## Problem statement
Copy every line that holds the string "return" from the data below.

•••

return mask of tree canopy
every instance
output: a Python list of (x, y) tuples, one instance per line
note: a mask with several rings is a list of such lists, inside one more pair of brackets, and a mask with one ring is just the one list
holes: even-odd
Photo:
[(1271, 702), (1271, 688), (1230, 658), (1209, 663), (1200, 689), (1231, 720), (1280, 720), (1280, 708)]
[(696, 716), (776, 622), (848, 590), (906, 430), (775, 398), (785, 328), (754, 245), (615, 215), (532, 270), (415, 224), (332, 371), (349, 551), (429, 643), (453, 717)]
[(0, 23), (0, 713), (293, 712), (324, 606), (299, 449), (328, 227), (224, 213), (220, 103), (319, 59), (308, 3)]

•••

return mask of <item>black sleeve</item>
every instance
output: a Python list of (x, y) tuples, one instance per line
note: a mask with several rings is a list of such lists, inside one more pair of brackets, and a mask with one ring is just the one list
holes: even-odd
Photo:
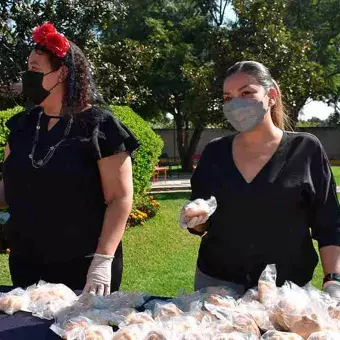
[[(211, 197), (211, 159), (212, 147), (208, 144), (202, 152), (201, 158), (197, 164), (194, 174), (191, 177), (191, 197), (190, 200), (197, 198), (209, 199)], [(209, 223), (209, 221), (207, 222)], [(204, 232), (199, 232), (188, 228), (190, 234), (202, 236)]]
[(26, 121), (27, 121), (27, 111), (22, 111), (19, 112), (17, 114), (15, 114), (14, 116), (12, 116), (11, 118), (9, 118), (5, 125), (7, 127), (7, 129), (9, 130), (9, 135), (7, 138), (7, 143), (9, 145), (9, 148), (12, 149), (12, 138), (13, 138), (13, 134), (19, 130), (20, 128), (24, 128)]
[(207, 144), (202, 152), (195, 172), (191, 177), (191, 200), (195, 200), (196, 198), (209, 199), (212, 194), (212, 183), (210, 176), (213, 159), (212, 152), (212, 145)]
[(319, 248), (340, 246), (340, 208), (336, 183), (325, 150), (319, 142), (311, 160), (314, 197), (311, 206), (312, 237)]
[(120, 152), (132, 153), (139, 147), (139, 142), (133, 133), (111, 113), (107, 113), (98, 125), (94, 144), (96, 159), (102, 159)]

•••

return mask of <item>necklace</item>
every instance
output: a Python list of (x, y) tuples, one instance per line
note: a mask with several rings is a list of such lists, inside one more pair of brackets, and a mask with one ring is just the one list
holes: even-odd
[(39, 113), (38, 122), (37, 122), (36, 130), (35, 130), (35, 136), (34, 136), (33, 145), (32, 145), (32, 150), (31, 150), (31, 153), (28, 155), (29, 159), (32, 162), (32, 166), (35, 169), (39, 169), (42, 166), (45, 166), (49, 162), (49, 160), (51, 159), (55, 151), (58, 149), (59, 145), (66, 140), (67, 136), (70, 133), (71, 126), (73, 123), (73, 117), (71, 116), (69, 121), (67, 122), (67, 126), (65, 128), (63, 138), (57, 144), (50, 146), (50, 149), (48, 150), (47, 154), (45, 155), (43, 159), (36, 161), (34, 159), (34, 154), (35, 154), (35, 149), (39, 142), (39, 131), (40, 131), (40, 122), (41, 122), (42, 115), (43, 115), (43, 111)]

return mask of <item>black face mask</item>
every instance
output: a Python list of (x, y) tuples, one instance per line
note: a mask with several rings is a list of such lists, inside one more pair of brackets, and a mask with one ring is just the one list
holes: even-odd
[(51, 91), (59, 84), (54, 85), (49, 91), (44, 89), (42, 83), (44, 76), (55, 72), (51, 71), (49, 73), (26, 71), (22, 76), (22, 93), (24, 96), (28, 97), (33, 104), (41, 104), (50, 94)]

•••

## Result of the task
return mask of tree canopy
return mask of <item>black sleeve</item>
return mask of <item>necklace</item>
return mask of <item>black face mask</item>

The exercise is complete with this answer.